═══ Data supplied ═══
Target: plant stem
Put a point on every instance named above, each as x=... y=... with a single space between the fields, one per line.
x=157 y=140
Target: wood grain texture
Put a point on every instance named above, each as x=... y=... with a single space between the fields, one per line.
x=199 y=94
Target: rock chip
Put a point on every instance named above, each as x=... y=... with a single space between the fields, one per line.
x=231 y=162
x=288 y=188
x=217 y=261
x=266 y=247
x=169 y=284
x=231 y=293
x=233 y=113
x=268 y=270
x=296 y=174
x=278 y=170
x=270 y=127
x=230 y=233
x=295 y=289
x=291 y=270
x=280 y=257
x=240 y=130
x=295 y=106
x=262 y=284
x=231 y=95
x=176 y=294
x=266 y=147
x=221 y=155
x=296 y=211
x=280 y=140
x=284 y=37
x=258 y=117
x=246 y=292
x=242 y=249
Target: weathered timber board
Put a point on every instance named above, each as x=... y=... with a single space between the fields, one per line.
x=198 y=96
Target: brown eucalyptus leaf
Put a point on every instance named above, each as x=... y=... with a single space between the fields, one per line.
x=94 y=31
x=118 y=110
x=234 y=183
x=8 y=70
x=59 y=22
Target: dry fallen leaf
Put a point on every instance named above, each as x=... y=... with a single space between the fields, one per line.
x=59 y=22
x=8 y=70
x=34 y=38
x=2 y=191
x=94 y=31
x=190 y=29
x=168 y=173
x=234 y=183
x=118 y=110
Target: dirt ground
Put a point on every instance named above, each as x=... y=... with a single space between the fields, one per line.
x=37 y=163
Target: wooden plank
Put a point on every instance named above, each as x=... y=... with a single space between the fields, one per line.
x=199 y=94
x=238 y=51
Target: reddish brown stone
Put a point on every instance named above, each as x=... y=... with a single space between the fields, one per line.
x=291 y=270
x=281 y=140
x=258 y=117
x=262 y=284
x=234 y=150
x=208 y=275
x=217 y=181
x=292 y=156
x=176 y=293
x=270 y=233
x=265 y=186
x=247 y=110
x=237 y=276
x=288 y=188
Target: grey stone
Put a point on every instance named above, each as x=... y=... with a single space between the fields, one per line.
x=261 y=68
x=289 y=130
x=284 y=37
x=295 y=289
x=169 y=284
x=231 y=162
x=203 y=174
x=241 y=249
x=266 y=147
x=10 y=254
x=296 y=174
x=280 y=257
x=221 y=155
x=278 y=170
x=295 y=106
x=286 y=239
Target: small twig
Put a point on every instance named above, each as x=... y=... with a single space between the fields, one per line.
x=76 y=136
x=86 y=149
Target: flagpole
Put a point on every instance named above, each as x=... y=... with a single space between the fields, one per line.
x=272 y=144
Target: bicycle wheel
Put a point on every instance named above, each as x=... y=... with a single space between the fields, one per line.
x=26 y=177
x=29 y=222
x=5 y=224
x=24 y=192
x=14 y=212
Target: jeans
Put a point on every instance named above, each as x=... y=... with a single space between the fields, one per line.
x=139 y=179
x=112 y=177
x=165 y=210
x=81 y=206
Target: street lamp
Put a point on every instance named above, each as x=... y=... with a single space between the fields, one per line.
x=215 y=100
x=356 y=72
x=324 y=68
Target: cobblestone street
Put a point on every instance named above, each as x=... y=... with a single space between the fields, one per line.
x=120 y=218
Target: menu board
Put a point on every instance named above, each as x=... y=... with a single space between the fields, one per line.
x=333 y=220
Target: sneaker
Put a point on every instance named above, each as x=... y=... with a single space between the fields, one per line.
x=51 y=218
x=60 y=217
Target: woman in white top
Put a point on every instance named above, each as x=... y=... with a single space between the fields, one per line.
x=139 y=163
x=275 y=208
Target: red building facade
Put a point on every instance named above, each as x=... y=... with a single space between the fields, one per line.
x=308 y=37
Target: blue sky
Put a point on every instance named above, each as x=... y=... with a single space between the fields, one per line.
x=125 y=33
═══
**Exercise:**
Reproduce every one of the rows above without changing anything.

**Answer to this exercise:**
Target: plant stem
Put a point on every instance named above, each as x=... y=... with a single space between the fields, one per line.
x=157 y=140
Target: wood grain texture
Put a point on every instance named above, each as x=... y=... with a single space between the fields, one per line.
x=199 y=94
Target: rock chip
Put a point on every instance named above, each as x=... y=... with a single space between the fields, one per line.
x=231 y=162
x=288 y=188
x=217 y=261
x=266 y=247
x=169 y=284
x=231 y=293
x=233 y=113
x=268 y=270
x=296 y=174
x=278 y=170
x=270 y=127
x=230 y=233
x=295 y=289
x=291 y=270
x=280 y=257
x=240 y=130
x=295 y=106
x=262 y=284
x=231 y=95
x=176 y=294
x=266 y=147
x=221 y=155
x=296 y=211
x=280 y=140
x=284 y=37
x=258 y=117
x=246 y=292
x=242 y=249
Target: weathered timber board
Put a point on every instance named above, each as x=... y=... with a single space between the fields, one per line.
x=198 y=96
Target: brown eucalyptus leaf
Put a point on every instance named above, each as x=... y=... with a single space between the fields, one per line.
x=94 y=31
x=118 y=110
x=234 y=183
x=8 y=70
x=59 y=22
Target: dry fallen leaf
Put a point on every instance named above, each as x=... y=... with a single space between the fields, one per line.
x=59 y=22
x=8 y=70
x=34 y=38
x=2 y=191
x=94 y=31
x=190 y=29
x=168 y=173
x=234 y=183
x=118 y=110
Target: dirt ground
Put a point on every instance named above, each as x=... y=... with a single space between the fields, one per line.
x=37 y=163
Target: wooden plank
Put a point on every instance named above, each as x=... y=... with a single space between the fields, one per line.
x=199 y=94
x=238 y=51
Target: reddish brown stone
Put a point on every instance named above, each as x=... y=... with a single space between the fields, one per line.
x=291 y=270
x=281 y=140
x=258 y=117
x=262 y=284
x=234 y=150
x=208 y=275
x=217 y=181
x=292 y=156
x=176 y=293
x=270 y=233
x=265 y=186
x=247 y=110
x=237 y=276
x=288 y=188
Target: grey stone
Put a point on every instance named above, each as x=... y=... with a single space between the fields, one per line.
x=261 y=68
x=289 y=130
x=284 y=37
x=295 y=289
x=169 y=284
x=231 y=162
x=203 y=174
x=241 y=249
x=266 y=147
x=10 y=254
x=296 y=174
x=280 y=257
x=221 y=155
x=278 y=170
x=295 y=106
x=286 y=239
Target: small twig
Put a point on every instance named above, each as x=... y=... with a single space between the fields, one per line.
x=76 y=136
x=86 y=149
Target: flagpole
Put a point on every instance named above, each as x=... y=... with a single space between the fields, one per line.
x=272 y=144
Target: bicycle wheel
Put a point on every instance named above, each as x=... y=... with a single space between the fields, one per line.
x=26 y=177
x=29 y=222
x=5 y=224
x=24 y=192
x=14 y=212
Target: jeans
Put a point on every instance named above, each as x=... y=... with a single space between the fields, one per line.
x=139 y=179
x=112 y=177
x=165 y=210
x=81 y=206
Target: street lamp
Put a point on every instance named above, each as x=... y=... with a single space between the fields, one per line.
x=215 y=100
x=356 y=72
x=324 y=68
Target: cobblestone street
Put a point on every instance named above, each as x=... y=... with a single space between the fields, one per line.
x=120 y=218
Target: menu board
Put a point on every instance named above, each as x=... y=... with a single space between the fields, one per line.
x=333 y=220
Target: sneaker
Put a point on every instance named above, each as x=... y=... with a single space between the fields, one per line.
x=51 y=218
x=60 y=217
Target: woman in white top
Put a point on every instance named above, each as x=... y=... with a single space between the fields, one per line.
x=139 y=163
x=275 y=208
Target: red building facade
Put a point on every instance named above, each as x=... y=... with a single space between the fields, one per line.
x=308 y=37
Target: blue sky
Put a point on every instance named above, each as x=... y=... with a single space between the fields, one per line.
x=125 y=33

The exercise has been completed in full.